Dataset items
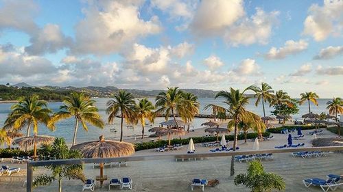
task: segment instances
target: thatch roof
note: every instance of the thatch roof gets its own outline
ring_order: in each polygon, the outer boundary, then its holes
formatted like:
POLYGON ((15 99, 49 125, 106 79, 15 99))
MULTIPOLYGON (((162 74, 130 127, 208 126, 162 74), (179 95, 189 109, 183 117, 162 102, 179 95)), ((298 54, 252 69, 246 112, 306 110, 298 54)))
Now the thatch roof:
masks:
POLYGON ((219 124, 217 122, 214 122, 213 121, 209 121, 209 122, 204 122, 203 124, 201 124, 201 126, 208 126, 209 127, 213 127, 213 126, 219 126, 219 124))
POLYGON ((209 132, 209 133, 228 133, 230 131, 226 128, 222 127, 209 127, 205 129, 205 132, 209 132))
MULTIPOLYGON (((186 122, 185 122, 182 120, 176 120, 176 122, 178 122, 178 126, 186 126, 186 125, 189 125, 189 123, 186 123, 186 122)), ((167 120, 166 122, 161 122, 161 123, 160 123, 160 124, 161 124, 161 125, 165 125, 165 126, 176 126, 176 122, 173 119, 173 120, 167 120)))
POLYGON ((14 139, 13 144, 17 144, 21 148, 25 148, 34 146, 35 141, 37 144, 49 144, 54 142, 54 140, 55 140, 55 137, 51 136, 33 135, 14 139))
POLYGON ((311 113, 307 113, 307 114, 303 115, 301 116, 301 118, 310 118, 310 119, 318 119, 320 118, 320 115, 318 114, 314 113, 311 112, 311 113))
POLYGON ((265 120, 265 121, 274 121, 276 120, 276 119, 275 119, 274 118, 272 118, 272 117, 270 117, 270 116, 267 116, 267 117, 262 117, 261 118, 261 119, 262 120, 265 120))
POLYGON ((314 147, 340 146, 343 146, 343 139, 317 138, 312 140, 314 147))
POLYGON ((108 158, 128 156, 134 153, 132 143, 105 140, 102 135, 99 140, 82 143, 71 148, 81 152, 85 158, 108 158))
POLYGON ((175 135, 186 135, 186 132, 180 129, 163 128, 158 130, 155 134, 157 136, 164 136, 168 134, 175 135))

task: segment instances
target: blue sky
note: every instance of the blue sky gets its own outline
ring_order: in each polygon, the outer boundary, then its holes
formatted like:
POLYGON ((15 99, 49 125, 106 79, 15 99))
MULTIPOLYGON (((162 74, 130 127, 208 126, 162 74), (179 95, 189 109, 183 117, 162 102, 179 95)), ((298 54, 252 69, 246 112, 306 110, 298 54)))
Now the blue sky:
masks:
POLYGON ((0 0, 0 83, 343 96, 343 1, 0 0))

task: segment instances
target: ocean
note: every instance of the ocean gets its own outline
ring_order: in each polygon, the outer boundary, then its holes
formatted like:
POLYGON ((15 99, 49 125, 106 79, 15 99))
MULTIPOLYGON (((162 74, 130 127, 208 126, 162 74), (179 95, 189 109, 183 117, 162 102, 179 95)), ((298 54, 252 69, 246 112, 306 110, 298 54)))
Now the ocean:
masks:
MULTIPOLYGON (((99 113, 102 117, 102 119, 106 122, 107 120, 107 115, 106 114, 106 102, 110 98, 95 98, 96 100, 96 105, 99 109, 99 113)), ((150 100, 154 102, 154 98, 149 98, 150 100)), ((318 106, 315 106, 311 104, 311 110, 314 113, 320 113, 321 112, 327 112, 326 109, 327 102, 331 99, 320 98, 318 99, 318 106)), ((198 99, 200 103, 200 113, 202 114, 211 114, 210 111, 204 111, 204 107, 208 104, 215 104, 218 105, 223 105, 222 99, 213 99, 210 98, 200 98, 198 99)), ((262 106, 259 105, 257 107, 255 105, 255 99, 250 98, 250 103, 247 106, 247 109, 255 113, 256 114, 263 115, 262 106)), ((0 103, 0 125, 3 124, 8 114, 10 112, 10 107, 12 104, 11 103, 0 103)), ((58 111, 62 102, 49 102, 49 107, 51 109, 54 111, 58 111)), ((274 109, 269 107, 269 105, 266 105, 265 113, 267 115, 270 115, 270 111, 274 109)), ((308 113, 308 105, 305 103, 303 105, 299 106, 299 114, 293 115, 293 119, 300 119, 302 115, 308 113)), ((165 121, 164 118, 158 118, 155 120, 154 124, 152 126, 158 126, 160 122, 165 121)), ((196 118, 192 122, 191 128, 198 128, 202 127, 201 124, 208 121, 206 119, 196 118)), ((71 143, 73 139, 73 134, 74 129, 74 119, 70 118, 63 121, 61 121, 56 124, 56 130, 54 132, 49 131, 44 125, 40 125, 38 127, 38 134, 39 135, 48 135, 54 137, 63 137, 65 138, 67 142, 71 143)), ((145 126, 145 135, 148 135, 150 134, 147 132, 147 130, 150 128, 151 126, 145 126)), ((88 126, 88 131, 85 131, 83 130, 82 126, 79 126, 78 130, 78 135, 76 141, 77 143, 84 142, 87 141, 95 140, 99 138, 100 135, 104 135, 107 139, 117 139, 120 137, 120 119, 117 118, 115 121, 114 124, 106 124, 104 129, 99 129, 92 126, 88 126), (110 129, 115 129, 117 131, 111 131, 110 129)), ((26 131, 24 128, 23 130, 23 133, 25 134, 26 131)), ((31 131, 32 132, 32 131, 31 131)), ((124 137, 132 137, 134 135, 138 135, 141 134, 141 126, 137 124, 134 126, 134 128, 127 127, 124 121, 123 127, 123 135, 124 137)))

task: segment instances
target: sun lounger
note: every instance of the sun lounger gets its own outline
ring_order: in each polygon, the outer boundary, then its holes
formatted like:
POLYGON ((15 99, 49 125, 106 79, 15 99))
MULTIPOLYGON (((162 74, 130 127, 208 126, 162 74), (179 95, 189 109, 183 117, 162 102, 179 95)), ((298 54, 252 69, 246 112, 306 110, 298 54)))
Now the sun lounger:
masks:
POLYGON ((191 184, 191 189, 193 191, 194 187, 199 187, 201 188, 202 191, 205 189, 205 186, 208 184, 208 181, 206 179, 193 178, 191 184))
POLYGON ((132 180, 130 176, 125 176, 121 179, 120 189, 123 188, 128 188, 130 190, 132 189, 132 180))
POLYGON ((93 179, 87 179, 84 182, 84 187, 82 187, 82 191, 86 189, 89 189, 91 191, 93 191, 95 186, 95 181, 93 179))
POLYGON ((328 178, 326 180, 322 180, 322 179, 320 179, 320 178, 311 178, 311 179, 303 180, 303 183, 307 188, 311 185, 312 186, 319 186, 319 187, 320 187, 320 188, 322 188, 323 191, 327 192, 330 189, 331 189, 331 187, 335 187, 335 189, 337 189, 337 187, 338 187, 338 185, 335 185, 336 183, 335 183, 334 180, 335 180, 332 179, 332 178, 328 178))
POLYGON ((111 178, 110 180, 110 184, 108 184, 108 190, 110 189, 111 186, 119 186, 121 185, 121 182, 119 178, 111 178))
POLYGON ((1 175, 3 174, 8 174, 8 176, 10 176, 12 172, 19 173, 21 170, 19 167, 13 167, 10 168, 8 165, 2 165, 1 166, 1 175))

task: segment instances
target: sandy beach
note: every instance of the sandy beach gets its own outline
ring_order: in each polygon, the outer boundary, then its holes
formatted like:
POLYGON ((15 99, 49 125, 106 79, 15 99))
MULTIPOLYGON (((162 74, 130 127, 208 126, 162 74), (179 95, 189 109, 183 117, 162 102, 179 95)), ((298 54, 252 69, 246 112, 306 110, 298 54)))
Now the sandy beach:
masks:
MULTIPOLYGON (((323 129, 324 130, 324 129, 323 129)), ((194 132, 194 134, 197 131, 194 132)), ((294 143, 305 143, 306 147, 311 147, 312 137, 308 134, 310 131, 303 131, 305 135, 304 139, 294 141, 294 143)), ((199 130, 199 133, 201 132, 199 130)), ((199 133, 200 134, 200 133, 199 133)), ((204 133, 202 133, 204 135, 204 133)), ((294 133, 295 135, 296 133, 294 133)), ((273 134, 274 138, 270 141, 260 142, 260 149, 272 149, 275 146, 287 143, 287 135, 273 134)), ((324 130, 320 137, 333 137, 335 135, 324 130)), ((252 148, 253 142, 239 141, 241 150, 249 150, 252 148)), ((229 142, 232 146, 232 141, 229 142)), ((201 147, 200 143, 196 144, 197 152, 205 152, 211 148, 201 147)), ((163 154, 186 153, 187 146, 182 149, 163 154)), ((156 154, 158 152, 153 150, 137 152, 134 155, 156 154)), ((161 153, 162 154, 162 153, 161 153)), ((286 182, 285 191, 321 191, 318 187, 307 189, 302 183, 302 180, 308 178, 325 178, 329 174, 343 174, 342 159, 343 154, 330 153, 329 156, 311 159, 293 157, 291 154, 276 154, 274 160, 263 161, 262 163, 267 172, 280 174, 286 182)), ((130 176, 133 181, 132 191, 191 191, 190 181, 193 178, 206 178, 207 180, 217 179, 220 184, 215 187, 205 187, 205 191, 248 191, 244 186, 235 186, 233 177, 229 176, 230 157, 209 158, 202 161, 185 161, 175 162, 172 160, 150 161, 129 162, 128 167, 106 167, 104 174, 108 178, 121 178, 130 176)), ((10 159, 5 159, 1 164, 10 167, 20 167, 22 170, 19 174, 13 176, 0 176, 0 191, 25 191, 23 187, 26 180, 25 165, 23 164, 11 164, 10 159)), ((246 163, 236 163, 236 174, 244 173, 246 169, 246 163)), ((93 168, 93 165, 84 165, 84 173, 88 178, 95 178, 99 174, 99 169, 93 168)), ((43 167, 36 168, 34 176, 48 173, 43 167)), ((108 181, 105 182, 104 187, 95 188, 95 191, 108 191, 108 181)), ((63 184, 63 191, 79 191, 82 184, 79 180, 65 180, 63 184)), ((39 187, 34 191, 54 191, 57 190, 57 182, 51 186, 39 187)), ((118 187, 113 190, 119 190, 118 187)), ((340 189, 343 191, 342 189, 340 189)), ((195 189, 195 191, 201 191, 195 189)))

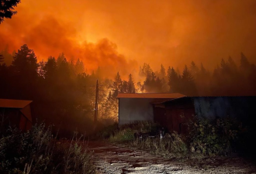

### [Short exercise]
Collect every line in the records above that contains the string "beach", and copy each line in full.

### [Correct answer]
target: sandy beach
note: every instance of the sandy beach gets its own outline
Now the sandy beach:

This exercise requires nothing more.